## Start Data shown
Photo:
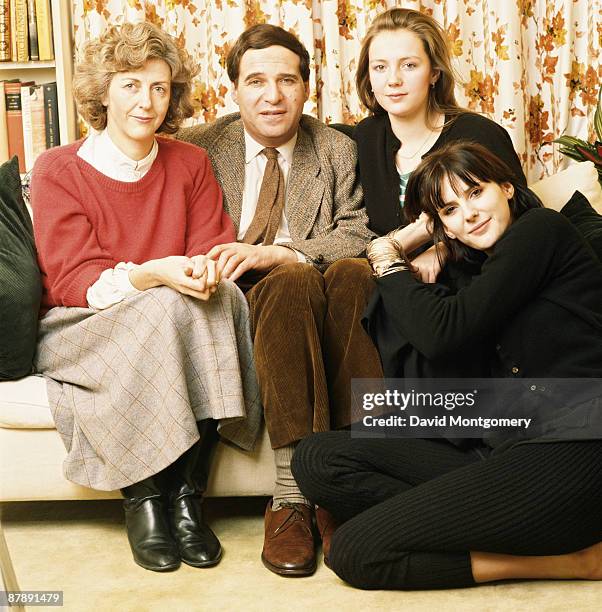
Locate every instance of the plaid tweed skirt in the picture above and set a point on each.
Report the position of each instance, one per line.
(126, 385)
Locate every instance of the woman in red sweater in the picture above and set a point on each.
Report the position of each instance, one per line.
(145, 351)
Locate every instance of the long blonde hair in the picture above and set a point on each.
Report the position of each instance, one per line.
(442, 99)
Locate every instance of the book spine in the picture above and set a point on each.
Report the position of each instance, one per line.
(22, 37)
(14, 122)
(51, 115)
(44, 24)
(26, 120)
(33, 30)
(5, 54)
(38, 129)
(3, 127)
(13, 30)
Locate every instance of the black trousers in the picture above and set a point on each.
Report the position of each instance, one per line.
(414, 509)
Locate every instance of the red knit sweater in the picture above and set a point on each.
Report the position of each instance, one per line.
(85, 222)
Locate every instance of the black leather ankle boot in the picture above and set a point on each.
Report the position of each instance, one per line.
(198, 545)
(148, 532)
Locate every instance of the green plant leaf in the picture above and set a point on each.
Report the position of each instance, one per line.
(598, 115)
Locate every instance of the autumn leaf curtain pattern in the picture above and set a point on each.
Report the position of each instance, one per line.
(532, 65)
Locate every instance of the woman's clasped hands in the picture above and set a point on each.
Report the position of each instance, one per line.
(196, 276)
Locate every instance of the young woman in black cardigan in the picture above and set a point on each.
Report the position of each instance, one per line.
(423, 514)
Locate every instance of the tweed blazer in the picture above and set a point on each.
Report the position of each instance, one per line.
(324, 204)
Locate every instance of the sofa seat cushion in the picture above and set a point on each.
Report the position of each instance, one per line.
(24, 404)
(20, 284)
(556, 190)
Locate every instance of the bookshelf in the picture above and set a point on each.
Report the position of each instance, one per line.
(60, 69)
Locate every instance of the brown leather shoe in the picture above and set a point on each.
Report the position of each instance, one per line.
(288, 547)
(327, 525)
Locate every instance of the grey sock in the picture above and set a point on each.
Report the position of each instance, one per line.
(286, 488)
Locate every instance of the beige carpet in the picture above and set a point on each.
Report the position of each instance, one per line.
(81, 549)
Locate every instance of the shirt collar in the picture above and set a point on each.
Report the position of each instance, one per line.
(119, 159)
(253, 148)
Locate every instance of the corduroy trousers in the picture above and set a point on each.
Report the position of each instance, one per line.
(414, 509)
(309, 343)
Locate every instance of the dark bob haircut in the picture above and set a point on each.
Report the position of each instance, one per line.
(262, 36)
(463, 161)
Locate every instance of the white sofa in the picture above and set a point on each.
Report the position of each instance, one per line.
(31, 451)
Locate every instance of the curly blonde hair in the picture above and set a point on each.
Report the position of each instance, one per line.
(126, 48)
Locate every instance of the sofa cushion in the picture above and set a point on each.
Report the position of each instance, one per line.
(556, 190)
(24, 404)
(20, 284)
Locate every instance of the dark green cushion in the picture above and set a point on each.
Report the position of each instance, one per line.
(20, 283)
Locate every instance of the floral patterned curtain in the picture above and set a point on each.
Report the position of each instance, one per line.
(532, 65)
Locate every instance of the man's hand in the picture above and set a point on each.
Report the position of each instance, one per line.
(235, 258)
(428, 264)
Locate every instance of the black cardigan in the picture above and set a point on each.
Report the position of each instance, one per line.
(377, 146)
(538, 300)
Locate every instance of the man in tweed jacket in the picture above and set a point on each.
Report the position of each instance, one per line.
(300, 355)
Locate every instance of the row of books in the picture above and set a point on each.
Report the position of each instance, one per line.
(29, 121)
(25, 30)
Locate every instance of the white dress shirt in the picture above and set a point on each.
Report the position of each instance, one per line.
(255, 164)
(102, 154)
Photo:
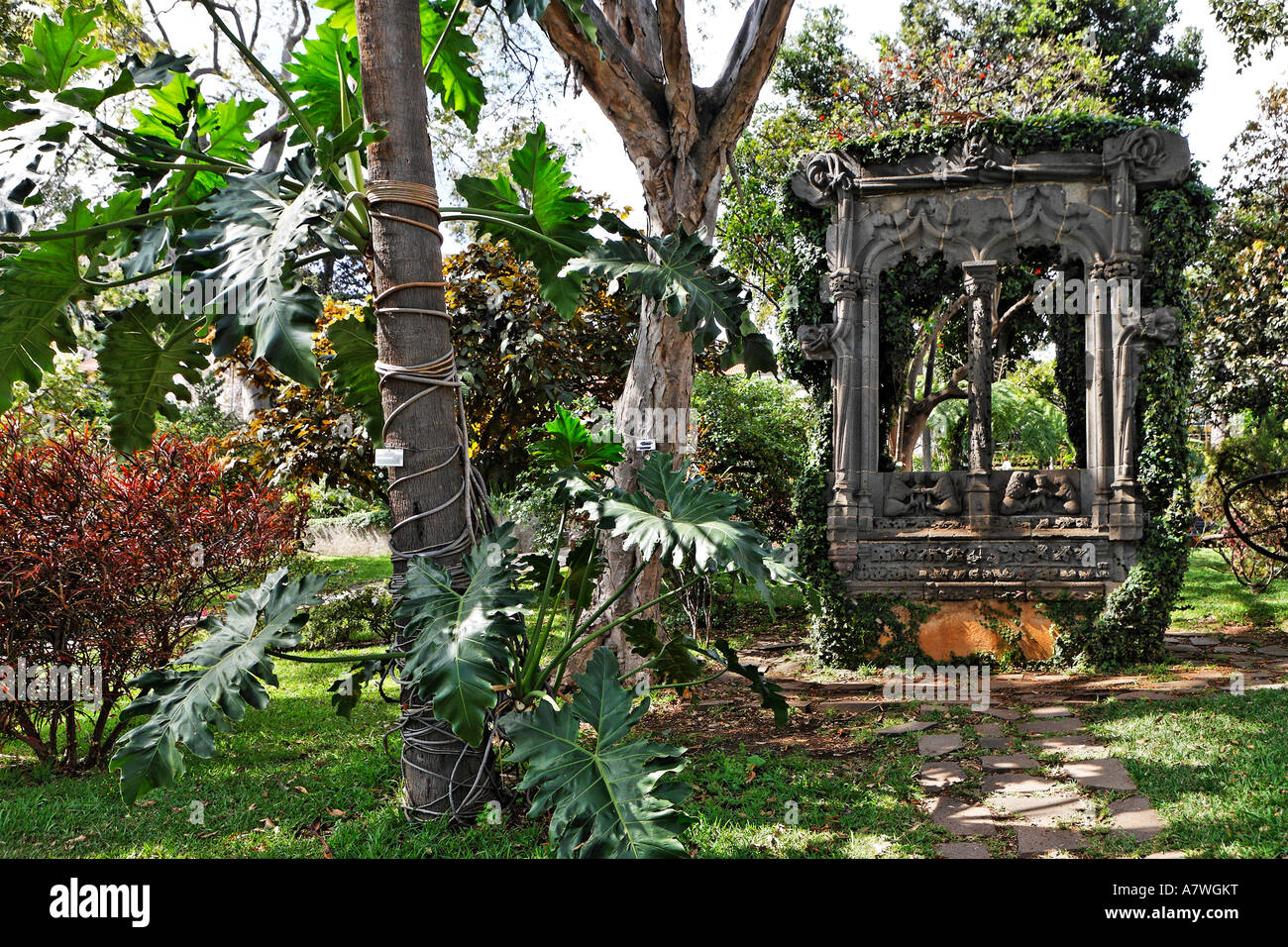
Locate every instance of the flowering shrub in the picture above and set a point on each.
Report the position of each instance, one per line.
(108, 562)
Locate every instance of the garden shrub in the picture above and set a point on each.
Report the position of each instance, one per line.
(752, 441)
(108, 562)
(357, 616)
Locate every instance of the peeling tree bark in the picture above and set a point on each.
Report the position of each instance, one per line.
(679, 137)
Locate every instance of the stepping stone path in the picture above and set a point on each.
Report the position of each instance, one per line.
(936, 776)
(1061, 724)
(962, 849)
(1044, 814)
(1107, 774)
(938, 744)
(1031, 840)
(1050, 712)
(1004, 764)
(911, 727)
(1134, 817)
(960, 817)
(1018, 783)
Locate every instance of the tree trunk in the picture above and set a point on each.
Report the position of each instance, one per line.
(421, 420)
(679, 138)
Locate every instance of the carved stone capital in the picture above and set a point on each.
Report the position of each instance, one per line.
(816, 341)
(844, 285)
(1153, 157)
(980, 277)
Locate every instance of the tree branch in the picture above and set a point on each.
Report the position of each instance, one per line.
(732, 99)
(631, 98)
(679, 76)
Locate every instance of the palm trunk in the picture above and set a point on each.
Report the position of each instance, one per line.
(428, 504)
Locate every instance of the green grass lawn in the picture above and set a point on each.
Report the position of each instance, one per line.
(1212, 598)
(297, 781)
(1216, 768)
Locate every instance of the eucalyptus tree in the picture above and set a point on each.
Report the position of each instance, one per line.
(223, 245)
(635, 59)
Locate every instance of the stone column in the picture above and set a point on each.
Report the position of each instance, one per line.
(1100, 337)
(980, 281)
(868, 397)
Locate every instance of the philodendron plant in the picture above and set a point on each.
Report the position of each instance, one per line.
(490, 648)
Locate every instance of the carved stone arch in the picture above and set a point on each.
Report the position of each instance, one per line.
(980, 206)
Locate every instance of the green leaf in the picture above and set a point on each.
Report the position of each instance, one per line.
(696, 530)
(464, 639)
(572, 446)
(454, 75)
(677, 660)
(254, 239)
(58, 52)
(323, 69)
(37, 289)
(353, 368)
(681, 272)
(347, 690)
(141, 359)
(211, 684)
(771, 694)
(610, 796)
(546, 223)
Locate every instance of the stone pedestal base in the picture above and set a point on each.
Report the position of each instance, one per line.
(979, 501)
(1126, 521)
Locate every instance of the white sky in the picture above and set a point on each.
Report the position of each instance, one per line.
(1223, 106)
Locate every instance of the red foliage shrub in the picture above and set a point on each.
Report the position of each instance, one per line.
(108, 564)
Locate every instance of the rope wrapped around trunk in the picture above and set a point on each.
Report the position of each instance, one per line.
(473, 779)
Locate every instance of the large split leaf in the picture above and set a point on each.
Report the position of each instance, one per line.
(323, 75)
(143, 360)
(37, 289)
(454, 75)
(681, 659)
(694, 530)
(539, 213)
(608, 796)
(681, 272)
(211, 684)
(464, 639)
(58, 51)
(252, 247)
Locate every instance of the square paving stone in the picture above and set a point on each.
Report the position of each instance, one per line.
(1018, 783)
(911, 727)
(1041, 810)
(1003, 712)
(938, 744)
(961, 818)
(1033, 841)
(1004, 764)
(1104, 774)
(1069, 745)
(1134, 817)
(1050, 712)
(936, 776)
(962, 849)
(1061, 724)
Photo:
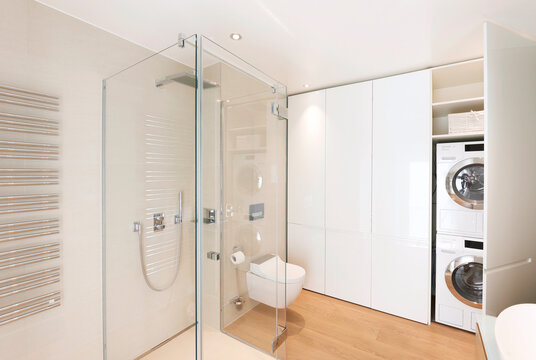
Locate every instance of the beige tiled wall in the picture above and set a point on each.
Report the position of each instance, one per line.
(47, 51)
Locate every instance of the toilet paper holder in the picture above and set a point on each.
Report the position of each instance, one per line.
(237, 256)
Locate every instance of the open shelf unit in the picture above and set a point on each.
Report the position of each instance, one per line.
(456, 88)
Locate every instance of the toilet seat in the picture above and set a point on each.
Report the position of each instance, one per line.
(274, 269)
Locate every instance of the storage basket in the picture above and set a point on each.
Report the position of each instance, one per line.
(468, 122)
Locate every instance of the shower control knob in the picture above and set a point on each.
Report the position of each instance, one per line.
(158, 222)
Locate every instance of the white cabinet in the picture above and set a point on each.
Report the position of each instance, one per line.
(348, 191)
(306, 158)
(306, 248)
(306, 186)
(401, 195)
(509, 197)
(348, 266)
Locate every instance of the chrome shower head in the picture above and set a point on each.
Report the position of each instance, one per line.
(186, 78)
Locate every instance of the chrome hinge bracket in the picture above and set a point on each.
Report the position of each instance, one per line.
(181, 40)
(279, 339)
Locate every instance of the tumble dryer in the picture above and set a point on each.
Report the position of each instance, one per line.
(459, 274)
(460, 188)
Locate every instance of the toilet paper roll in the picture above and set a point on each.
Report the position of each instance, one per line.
(238, 257)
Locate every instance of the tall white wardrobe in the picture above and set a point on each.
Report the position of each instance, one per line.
(360, 176)
(359, 192)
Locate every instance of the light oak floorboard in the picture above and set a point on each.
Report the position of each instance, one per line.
(321, 327)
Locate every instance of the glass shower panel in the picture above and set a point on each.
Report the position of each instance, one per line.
(243, 183)
(149, 208)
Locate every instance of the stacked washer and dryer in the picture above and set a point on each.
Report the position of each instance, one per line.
(459, 233)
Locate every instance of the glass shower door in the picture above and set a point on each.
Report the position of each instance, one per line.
(243, 184)
(149, 207)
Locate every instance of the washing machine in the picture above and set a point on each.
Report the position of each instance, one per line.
(460, 188)
(459, 273)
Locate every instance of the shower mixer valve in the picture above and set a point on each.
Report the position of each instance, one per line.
(158, 222)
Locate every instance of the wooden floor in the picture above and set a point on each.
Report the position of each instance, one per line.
(321, 327)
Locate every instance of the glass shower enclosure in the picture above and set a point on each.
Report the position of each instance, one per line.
(194, 208)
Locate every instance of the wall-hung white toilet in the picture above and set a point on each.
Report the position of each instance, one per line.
(266, 281)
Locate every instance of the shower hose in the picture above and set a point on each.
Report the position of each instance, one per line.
(139, 228)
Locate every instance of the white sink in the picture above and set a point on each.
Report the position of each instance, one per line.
(515, 332)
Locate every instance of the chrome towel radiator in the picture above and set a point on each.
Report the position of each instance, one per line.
(30, 267)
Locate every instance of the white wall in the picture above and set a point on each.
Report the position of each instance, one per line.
(45, 50)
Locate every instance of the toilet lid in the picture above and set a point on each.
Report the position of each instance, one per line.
(274, 268)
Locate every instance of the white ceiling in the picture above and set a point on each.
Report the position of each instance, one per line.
(321, 43)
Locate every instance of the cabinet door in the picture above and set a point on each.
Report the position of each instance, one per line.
(401, 196)
(306, 159)
(348, 191)
(510, 170)
(306, 248)
(348, 266)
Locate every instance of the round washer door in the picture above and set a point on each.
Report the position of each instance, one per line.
(464, 280)
(465, 183)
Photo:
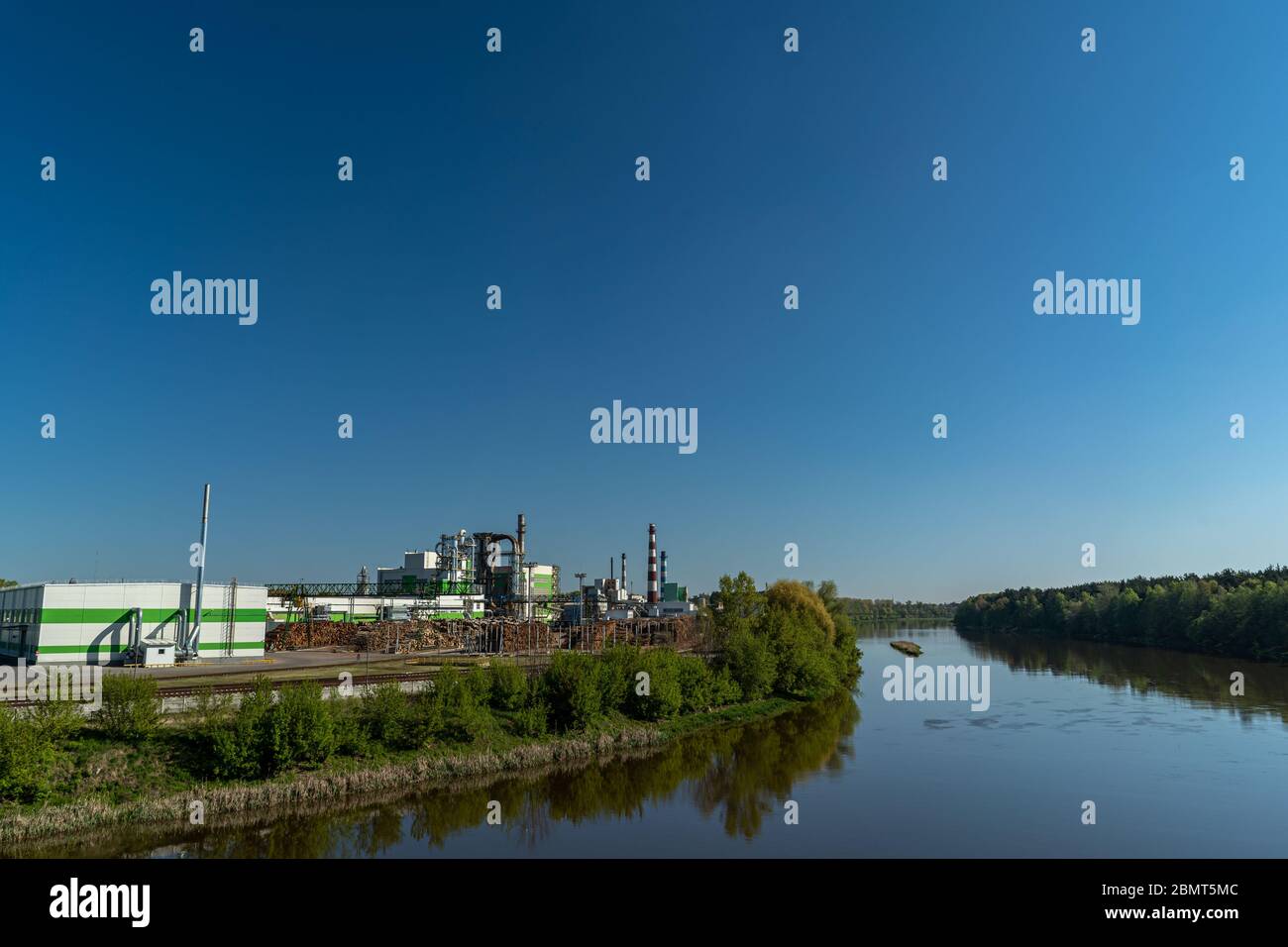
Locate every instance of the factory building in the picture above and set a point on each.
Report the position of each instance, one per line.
(119, 622)
(419, 569)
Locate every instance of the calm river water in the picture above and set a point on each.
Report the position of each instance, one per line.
(1175, 766)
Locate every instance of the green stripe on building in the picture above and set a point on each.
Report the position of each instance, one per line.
(151, 616)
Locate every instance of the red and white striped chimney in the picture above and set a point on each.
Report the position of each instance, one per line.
(652, 564)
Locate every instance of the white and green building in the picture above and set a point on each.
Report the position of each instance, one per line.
(101, 622)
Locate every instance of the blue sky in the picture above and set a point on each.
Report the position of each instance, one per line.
(767, 169)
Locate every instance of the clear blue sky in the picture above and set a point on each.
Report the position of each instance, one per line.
## End Data shown
Work required: Format the records from the line with "Locate every instance of the stone pedestal" up to and including the line with "(1223, 106)" as a two-column CSV with the headers input and output. Give one row per record, putting its text under input and its answer under output, with each field in quotes and line breaks turned into spaces.

Right answer:
input,output
"Locate every instance of the stone pedestal base in the picture above and set a point on each. Report the position of each instance, one per line.","(979, 501) (1126, 521)"
"Locate every instance of the white sky in the picture above and set a point on each. Report the position of each instance, one per line.","(1223, 106)"